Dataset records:

= Beginning of Section =

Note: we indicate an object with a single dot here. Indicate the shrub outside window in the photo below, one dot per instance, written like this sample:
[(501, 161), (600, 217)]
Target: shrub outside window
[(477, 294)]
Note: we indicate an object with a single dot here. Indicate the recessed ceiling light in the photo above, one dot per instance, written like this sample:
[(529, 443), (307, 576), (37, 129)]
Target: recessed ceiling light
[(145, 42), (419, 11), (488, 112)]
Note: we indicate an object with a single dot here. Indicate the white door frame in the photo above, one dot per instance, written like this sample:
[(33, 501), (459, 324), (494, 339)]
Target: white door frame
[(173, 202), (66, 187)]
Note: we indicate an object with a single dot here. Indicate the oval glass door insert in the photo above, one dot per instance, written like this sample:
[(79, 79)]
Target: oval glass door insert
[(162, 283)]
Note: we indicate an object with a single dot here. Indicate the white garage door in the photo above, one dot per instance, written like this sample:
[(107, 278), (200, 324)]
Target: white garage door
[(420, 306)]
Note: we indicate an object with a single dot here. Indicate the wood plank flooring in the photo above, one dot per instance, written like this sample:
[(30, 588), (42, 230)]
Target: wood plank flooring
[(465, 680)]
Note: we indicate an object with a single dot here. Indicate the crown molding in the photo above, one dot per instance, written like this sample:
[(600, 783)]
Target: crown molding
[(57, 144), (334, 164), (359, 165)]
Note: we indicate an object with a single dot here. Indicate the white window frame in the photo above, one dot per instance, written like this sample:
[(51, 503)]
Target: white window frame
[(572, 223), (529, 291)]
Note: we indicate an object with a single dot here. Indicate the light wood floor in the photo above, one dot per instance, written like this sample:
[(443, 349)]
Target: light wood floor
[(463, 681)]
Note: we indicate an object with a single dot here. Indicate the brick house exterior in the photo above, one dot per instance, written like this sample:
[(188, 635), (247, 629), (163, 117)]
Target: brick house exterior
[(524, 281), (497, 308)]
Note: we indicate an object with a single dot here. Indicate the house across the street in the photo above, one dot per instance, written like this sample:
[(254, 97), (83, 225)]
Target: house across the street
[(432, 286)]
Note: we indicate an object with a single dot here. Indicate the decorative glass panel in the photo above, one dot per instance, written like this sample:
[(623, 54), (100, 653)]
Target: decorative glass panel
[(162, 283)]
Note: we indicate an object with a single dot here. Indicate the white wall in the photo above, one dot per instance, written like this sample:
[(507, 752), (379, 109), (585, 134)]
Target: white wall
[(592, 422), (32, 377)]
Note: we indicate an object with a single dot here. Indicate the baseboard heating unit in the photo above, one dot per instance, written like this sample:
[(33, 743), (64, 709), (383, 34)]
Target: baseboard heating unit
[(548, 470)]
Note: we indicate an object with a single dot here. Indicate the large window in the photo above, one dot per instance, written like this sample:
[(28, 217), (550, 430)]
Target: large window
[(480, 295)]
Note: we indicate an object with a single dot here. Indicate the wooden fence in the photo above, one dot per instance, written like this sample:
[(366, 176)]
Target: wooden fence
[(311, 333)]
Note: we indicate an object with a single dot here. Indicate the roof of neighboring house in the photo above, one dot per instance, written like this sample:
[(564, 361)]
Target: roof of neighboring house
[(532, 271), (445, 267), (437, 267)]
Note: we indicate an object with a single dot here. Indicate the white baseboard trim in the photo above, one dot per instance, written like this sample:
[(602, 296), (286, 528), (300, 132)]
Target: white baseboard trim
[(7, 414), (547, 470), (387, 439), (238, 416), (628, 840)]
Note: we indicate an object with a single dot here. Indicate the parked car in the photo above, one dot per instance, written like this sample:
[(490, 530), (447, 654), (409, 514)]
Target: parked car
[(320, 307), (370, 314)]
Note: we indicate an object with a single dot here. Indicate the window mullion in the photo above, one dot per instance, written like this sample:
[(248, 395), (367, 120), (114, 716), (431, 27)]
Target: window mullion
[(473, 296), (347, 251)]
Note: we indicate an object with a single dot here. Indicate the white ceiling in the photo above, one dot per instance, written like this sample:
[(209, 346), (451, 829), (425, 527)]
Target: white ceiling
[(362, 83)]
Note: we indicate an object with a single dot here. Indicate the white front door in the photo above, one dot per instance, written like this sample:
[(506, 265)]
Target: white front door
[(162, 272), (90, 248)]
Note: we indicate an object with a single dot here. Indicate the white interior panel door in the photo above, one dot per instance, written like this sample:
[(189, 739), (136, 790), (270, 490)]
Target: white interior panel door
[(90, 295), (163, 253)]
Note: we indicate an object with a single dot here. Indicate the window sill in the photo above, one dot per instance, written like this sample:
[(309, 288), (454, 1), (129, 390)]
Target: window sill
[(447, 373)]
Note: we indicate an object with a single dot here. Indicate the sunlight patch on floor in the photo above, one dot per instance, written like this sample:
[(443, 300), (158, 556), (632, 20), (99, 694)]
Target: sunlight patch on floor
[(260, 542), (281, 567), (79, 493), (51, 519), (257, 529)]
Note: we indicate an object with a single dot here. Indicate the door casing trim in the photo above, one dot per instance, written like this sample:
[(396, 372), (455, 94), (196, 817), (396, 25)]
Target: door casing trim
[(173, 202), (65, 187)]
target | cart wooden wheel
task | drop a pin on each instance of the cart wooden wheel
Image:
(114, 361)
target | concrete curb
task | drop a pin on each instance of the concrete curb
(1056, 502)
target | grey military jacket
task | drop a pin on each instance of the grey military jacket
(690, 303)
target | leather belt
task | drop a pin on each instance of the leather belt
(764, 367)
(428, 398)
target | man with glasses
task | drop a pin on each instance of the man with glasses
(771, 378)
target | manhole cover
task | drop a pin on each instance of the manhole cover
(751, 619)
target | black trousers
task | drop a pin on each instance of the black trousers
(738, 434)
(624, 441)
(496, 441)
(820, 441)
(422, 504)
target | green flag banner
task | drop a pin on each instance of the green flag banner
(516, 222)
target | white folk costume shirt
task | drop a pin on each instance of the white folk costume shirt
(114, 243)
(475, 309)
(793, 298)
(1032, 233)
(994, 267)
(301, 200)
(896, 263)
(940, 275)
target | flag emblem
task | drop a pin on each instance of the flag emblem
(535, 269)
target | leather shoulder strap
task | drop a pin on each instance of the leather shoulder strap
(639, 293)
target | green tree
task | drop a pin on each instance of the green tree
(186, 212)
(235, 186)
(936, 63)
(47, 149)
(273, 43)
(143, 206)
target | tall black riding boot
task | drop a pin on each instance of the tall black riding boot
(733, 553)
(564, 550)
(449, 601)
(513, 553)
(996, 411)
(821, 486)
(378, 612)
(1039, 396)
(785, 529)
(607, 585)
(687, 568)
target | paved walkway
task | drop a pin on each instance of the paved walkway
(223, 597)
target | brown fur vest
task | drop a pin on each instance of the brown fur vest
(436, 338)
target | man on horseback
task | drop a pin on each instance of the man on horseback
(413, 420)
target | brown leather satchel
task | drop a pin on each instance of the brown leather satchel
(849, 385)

= End of Section =

**Problem requirements:** Using the data above, repeat exactly the lines that begin at the line with "[(443, 349)]" and end at the line with "[(602, 296), (286, 528), (300, 132)]", both ends included.

**Solution to the problem:**
[(443, 349)]
Target: light wood floor
[(463, 681)]
Note: we indicate an object with a single dot here. Indicate the brick house exterior in the photo above, one dot per instance, written like this sample:
[(188, 635), (247, 629), (163, 117)]
Target: brick house exterior
[(524, 281), (497, 308)]
Note: we indicate an object with a single dot here. Indicate the house across the street in the photo above, one dot per instance, written like this sample:
[(254, 97), (83, 225)]
Target: house across the street
[(432, 286)]
Note: we indicate an object with a single dot here. Indicate the decorative glass panel in the photo above, one dot per instance, written like this sample:
[(623, 54), (100, 653)]
Target: decorative glass panel
[(162, 283)]
Note: we indicate an object with a single dot here. Indicate the white wall in the photo above, one dot per instance, written like this sample:
[(507, 752), (379, 109), (585, 134)]
Target: white wall
[(592, 422), (32, 377)]
Note: we indicate an object with a single dot here. Indicate the baseboard heating unit in the photo above, one dot per instance, written like this sample:
[(33, 743), (64, 709), (383, 34)]
Target: baseboard heating unit
[(548, 470)]
Note: we indicate an object with a single dot here. Indicate the large window in the photo above, one dot per instance, written like this sample:
[(28, 217), (550, 430)]
Target: large window
[(480, 295)]
Note: we indicate an object with a single dot here. Indicate the wooden fence in the photo above, one dot per instance, written like this sample:
[(366, 176)]
Target: wooden fence
[(311, 333)]
Note: we indicate an object with a single dot here. Indicate the roof of neighboring house in the photo above, one dot per instance, written like this sample:
[(564, 361)]
Target: roof of neighboring house
[(532, 271), (445, 267), (437, 267)]
Note: we indicate an object with a single dot here. Indicate the white baseboard trim in the photo above, one dot per instance, written like this sample:
[(602, 296), (286, 528), (300, 132)]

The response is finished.